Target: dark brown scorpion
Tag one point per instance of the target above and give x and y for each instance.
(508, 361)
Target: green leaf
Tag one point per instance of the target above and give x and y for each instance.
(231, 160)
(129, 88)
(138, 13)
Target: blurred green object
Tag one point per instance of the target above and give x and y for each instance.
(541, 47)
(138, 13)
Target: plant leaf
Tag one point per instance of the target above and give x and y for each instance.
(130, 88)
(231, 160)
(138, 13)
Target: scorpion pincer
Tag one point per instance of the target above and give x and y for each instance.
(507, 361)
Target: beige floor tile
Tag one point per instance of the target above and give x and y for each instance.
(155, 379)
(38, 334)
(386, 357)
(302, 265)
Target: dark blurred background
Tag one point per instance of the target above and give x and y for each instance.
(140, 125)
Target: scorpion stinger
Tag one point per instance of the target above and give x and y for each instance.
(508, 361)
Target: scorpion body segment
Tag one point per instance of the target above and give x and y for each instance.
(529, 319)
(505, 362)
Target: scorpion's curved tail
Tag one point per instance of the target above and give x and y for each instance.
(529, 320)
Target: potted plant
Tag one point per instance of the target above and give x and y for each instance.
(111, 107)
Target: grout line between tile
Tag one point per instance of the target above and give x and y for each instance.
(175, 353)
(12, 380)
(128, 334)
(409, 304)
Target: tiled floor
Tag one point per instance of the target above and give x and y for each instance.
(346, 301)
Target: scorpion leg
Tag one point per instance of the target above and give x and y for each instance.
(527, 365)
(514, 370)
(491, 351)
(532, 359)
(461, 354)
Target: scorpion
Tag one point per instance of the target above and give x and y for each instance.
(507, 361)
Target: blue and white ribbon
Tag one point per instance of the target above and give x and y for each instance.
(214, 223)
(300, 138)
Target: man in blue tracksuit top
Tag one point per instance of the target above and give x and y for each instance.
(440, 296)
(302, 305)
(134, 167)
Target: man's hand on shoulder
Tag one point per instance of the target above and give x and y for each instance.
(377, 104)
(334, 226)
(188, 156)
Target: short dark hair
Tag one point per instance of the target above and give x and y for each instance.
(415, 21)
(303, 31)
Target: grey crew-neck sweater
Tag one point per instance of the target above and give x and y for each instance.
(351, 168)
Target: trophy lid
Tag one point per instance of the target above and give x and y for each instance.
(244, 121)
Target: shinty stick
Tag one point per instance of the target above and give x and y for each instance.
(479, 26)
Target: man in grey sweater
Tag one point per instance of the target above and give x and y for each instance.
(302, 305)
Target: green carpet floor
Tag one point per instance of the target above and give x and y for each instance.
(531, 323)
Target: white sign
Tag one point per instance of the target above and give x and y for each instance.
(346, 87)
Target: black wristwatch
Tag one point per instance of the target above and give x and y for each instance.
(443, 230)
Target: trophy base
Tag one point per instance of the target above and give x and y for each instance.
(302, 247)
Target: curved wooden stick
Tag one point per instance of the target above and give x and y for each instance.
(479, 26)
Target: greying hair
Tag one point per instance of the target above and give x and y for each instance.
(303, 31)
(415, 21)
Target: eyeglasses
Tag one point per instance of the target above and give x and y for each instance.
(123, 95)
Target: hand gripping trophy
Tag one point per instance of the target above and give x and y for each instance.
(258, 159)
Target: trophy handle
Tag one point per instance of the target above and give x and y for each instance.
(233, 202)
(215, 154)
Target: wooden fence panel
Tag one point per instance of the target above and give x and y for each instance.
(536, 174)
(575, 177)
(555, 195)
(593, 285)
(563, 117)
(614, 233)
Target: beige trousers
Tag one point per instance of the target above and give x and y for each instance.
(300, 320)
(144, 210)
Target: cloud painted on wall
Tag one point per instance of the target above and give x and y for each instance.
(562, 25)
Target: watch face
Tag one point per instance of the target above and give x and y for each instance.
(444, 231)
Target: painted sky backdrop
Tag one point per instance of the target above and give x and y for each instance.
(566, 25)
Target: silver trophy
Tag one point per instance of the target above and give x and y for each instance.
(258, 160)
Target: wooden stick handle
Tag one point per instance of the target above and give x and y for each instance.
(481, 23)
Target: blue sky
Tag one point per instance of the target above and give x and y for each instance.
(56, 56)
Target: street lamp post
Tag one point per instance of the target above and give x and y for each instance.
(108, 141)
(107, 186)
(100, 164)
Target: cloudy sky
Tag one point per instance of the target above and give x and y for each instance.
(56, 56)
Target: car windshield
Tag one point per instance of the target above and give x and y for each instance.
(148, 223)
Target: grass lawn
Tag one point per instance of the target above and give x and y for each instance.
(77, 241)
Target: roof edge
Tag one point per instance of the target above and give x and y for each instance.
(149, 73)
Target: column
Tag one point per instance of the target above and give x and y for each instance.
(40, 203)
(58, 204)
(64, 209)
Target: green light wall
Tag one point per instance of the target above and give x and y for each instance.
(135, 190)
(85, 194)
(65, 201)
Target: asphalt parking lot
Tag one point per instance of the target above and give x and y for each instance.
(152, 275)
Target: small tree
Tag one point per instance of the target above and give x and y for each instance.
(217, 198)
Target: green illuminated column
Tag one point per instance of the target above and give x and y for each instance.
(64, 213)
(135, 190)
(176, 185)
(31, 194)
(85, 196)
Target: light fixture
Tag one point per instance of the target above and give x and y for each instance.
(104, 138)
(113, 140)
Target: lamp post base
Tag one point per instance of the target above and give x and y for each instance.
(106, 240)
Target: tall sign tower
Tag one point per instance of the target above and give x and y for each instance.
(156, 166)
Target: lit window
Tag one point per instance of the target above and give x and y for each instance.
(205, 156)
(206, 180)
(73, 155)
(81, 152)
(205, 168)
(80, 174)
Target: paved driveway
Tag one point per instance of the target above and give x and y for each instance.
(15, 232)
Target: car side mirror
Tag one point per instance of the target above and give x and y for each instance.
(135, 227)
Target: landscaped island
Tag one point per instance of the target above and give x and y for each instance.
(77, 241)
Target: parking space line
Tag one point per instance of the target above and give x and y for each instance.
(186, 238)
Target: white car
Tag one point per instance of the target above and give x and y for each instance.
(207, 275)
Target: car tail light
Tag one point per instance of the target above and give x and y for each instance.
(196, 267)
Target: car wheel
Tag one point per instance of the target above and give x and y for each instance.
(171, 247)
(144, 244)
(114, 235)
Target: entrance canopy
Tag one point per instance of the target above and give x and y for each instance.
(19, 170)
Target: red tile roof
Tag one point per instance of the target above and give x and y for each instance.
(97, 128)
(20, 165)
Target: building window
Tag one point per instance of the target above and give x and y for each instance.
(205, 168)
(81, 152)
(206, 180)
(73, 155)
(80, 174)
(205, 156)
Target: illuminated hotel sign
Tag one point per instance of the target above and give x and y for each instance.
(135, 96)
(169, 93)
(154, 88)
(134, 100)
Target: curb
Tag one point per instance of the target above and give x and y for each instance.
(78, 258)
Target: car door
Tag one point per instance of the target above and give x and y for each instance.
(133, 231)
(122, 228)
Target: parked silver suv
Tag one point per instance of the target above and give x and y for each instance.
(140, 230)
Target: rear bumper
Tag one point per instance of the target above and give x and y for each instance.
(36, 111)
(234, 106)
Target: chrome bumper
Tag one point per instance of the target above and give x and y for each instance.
● ● ● ● ●
• REQUIREMENTS
Reproduce every line of the listing above word for word, without changing anything.

• SOLUTION TO THIS TASK
Target: dark brown scorpion
Tag one point per instance of the target above and give x and y for each instance.
(508, 361)
Target: green leaf
Tag one point per instance of the target above and give x and y for each instance.
(231, 160)
(129, 88)
(138, 13)
Target: blurred green object
Tag one point per instance of the target above and give x and y for each instance.
(541, 47)
(138, 13)
Target: plant leaf
Tag one point per instance of the target above and give x and y for each instance.
(130, 88)
(231, 160)
(138, 13)
Target: scorpion pincer
Tag one point per instance of the target above and give x and y for each instance.
(507, 361)
Target: beige floor tile
Tag one point per instance of the target above and give x and y for each instance.
(155, 379)
(38, 334)
(386, 357)
(302, 265)
Target: dark blurred background
Tag one point per instance of the target above and give x and y for each instance.
(140, 125)
Target: scorpion stinger
Tag one point per instance of the target above and give x and y for each instance.
(508, 361)
Target: scorpion body segment
Tag one point per instance of the target above and give x and y for each instance.
(529, 319)
(505, 362)
Target: scorpion's curved tail
Tag one point per instance of the target above and give x and y for each instance.
(529, 320)
Target: potted plant
Tag one point per instance of the target above and give x and y for each instance.
(111, 107)
Target: grout line between tile
Tag one point per instance of the target above and give x and y for each instance.
(175, 353)
(12, 380)
(128, 334)
(409, 304)
Target: tiled floor
Tag one point per instance of the target above and give x and y for each instance.
(346, 301)
Target: scorpion leg
Tag one point per instance of the target above and give x and y for each instance.
(527, 365)
(514, 370)
(491, 351)
(532, 359)
(461, 354)
Target: scorpion
Tag one point per instance of the target above and give x and y for each instance.
(507, 361)
Target: blue and white ribbon
Tag one point per instance of the target above and give x and y for each instance.
(214, 223)
(300, 138)
Target: man in blue tracksuit top
Tag one point per instance of the target above and give x and y for each instance.
(440, 296)
(302, 305)
(134, 167)
Target: man's hand on shoulder
Tag one point per instance of the target above and give x and y for each instance.
(377, 104)
(334, 226)
(188, 156)
Target: short dark hair
Tag one point per instance of the target above and give x and y for each instance.
(415, 21)
(303, 31)
Target: grey crew-neck sweater
Tag one point per instance of the target above and give x and y for each instance.
(351, 168)
Target: trophy lid
Tag one point per instance of the target above and give x and y for each instance.
(244, 121)
Target: shinty stick
Tag one point per instance of the target above and give x and y for each instance.
(479, 26)
Target: man in grey sweater
Tag one point per instance of the target above and give x and y for each instance.
(302, 305)
Target: green carpet floor
Tag one point per instance of the target above and give x and y for each instance.
(531, 323)
Target: white sign
Tag one point per instance of the target above and give x and y for each instance.
(346, 87)
Target: black wristwatch
Tag one point per instance of the target above and give x and y for each instance.
(443, 230)
Target: trophy base
Tag one point per instance of the target above and give x and y for each instance.
(302, 247)
Target: curved wooden stick
Tag one point per instance of the target above and give x and y for each instance.
(479, 26)
Target: greying hair
Tag one point per instance of the target above and give x and y for each instance.
(303, 31)
(415, 21)
Target: eyeglasses
Tag one point per instance of the target above and give x and y for each instance.
(123, 95)
Target: hand gripping trophy
Tag one point per instance of the target above and give x and y for each instance.
(258, 159)
Target: trophy handle
Tag one point per instance of the target above and give x and y for each instance.
(233, 202)
(215, 154)
Target: wooden fence panel
Tag one point per instance of the target above and give x and y for each instance.
(536, 174)
(575, 177)
(555, 195)
(593, 285)
(563, 117)
(614, 233)
Target: beige trousers
Tag one point per instance of the target above and give x and y for each instance.
(300, 320)
(144, 210)
Target: cloud painted on wall
Tag one point per instance of the target above and give x and y for each instance.
(562, 25)
Target: watch face
Tag one point per instance of the target above and give x and y for each instance.
(444, 231)
Target: painted sky backdrop
Tag one point per instance of the target above and give x and y for each instance.
(566, 25)
Target: silver trophy
Tag one point per instance of the target above and give x and y for each instance.
(258, 160)
Target: wooden stick handle
Tag one point per instance of the target above and give x and y for each instance.
(481, 23)
Target: blue sky
Tag one point per instance of the target above and give x and y for each instance.
(56, 56)
Target: street lamp post
Tag one point per instance of the target above and give x and y for each instance.
(108, 141)
(107, 186)
(100, 164)
Target: cloudy sky
Tag one point per instance of the target above and give x and y for each instance.
(56, 56)
Target: car windshield
Tag one point per instance of the target above and give x and y for each instance.
(148, 223)
Target: grass lawn
Tag one point per instance of the target above and give x and y for each instance.
(77, 241)
Target: roof edge
Tag one point per instance of the target above and give x and y for each instance.
(149, 73)
Target: column
Tag one point per instance of the target above and give x and y for each instance.
(40, 203)
(58, 204)
(64, 209)
Target: green light wall
Tag one point per instance of the target above and give x and y for each instance.
(135, 190)
(85, 194)
(65, 201)
Target: asphalt parking lot
Tag one point per instance of the target above and give x and y for each instance.
(152, 275)
Target: small tree
Tag one point per instance of the target above and give x and y for each instance.
(217, 198)
Target: green illuminated column
Tag one point per instance of the target above and give x and y for each instance.
(64, 213)
(135, 190)
(176, 185)
(31, 194)
(85, 196)
Target: light fixture
Tag one point per instance of the target above and give x and y for each instance.
(104, 138)
(113, 140)
Target: lamp post base
Tag one point per instance of the target above and give x and y for each instance.
(106, 240)
Target: tall sign tower
Tag one point per instance of the target above and give x and y for each instance.
(156, 166)
Target: lit window
Tag one point per instance of the target above and give x and y for each instance.
(205, 156)
(206, 180)
(73, 155)
(81, 152)
(205, 168)
(80, 174)
Target: paved driveway
Tag one point per instance of the target above and give x and y for each instance.
(15, 232)
Target: car side mirror
Tag one point per instance of the target above and give x and y for each instance.
(135, 227)
Target: landscaped island
Tag one point per instance of the target above and give x and y for each instance.
(77, 241)
Target: parking space line
Tag one point per instance of the target above and give x and y for each instance.
(186, 238)
Target: white car
Tag one point per instance of the target above and give x and y for each instance.
(207, 275)
Target: car tail light
Tag one point per instance of the target above and give x and y for each instance.
(196, 267)
Target: car wheel
Tag one point per instance of the target above and give x and y for each instance.
(171, 247)
(144, 244)
(114, 235)
Target: entrance canopy
Tag one point per instance of the target above and give x and y for each instance.
(19, 170)
Target: red tile roof
Tag one point per instance of the target above and give x and y for each instance.
(97, 128)
(20, 165)
Target: building window
Tag one point per instance of the target above and give x and y for each instance.
(205, 168)
(81, 152)
(206, 180)
(73, 155)
(80, 174)
(205, 156)
Target: illuminated hotel sign
Tag one point per instance of the target above and give x and y for each instance.
(135, 96)
(169, 93)
(154, 88)
(134, 100)
Target: curb
Tag one point per instance of the target above and give x and y for each instance.
(78, 258)
Target: car door
Tag one point per instance of the target above and give x and y for each instance.
(133, 231)
(122, 228)
Target: parked silver suv
Tag one point per instance of the target above and give x and y for each instance.
(140, 230)
Target: rear bumper
Tag one point per instance of the target above and give x and y for each instance.
(36, 111)
(234, 106)
Target: chrome bumper
Tag one point per instance of the target above and give x and y for each instance.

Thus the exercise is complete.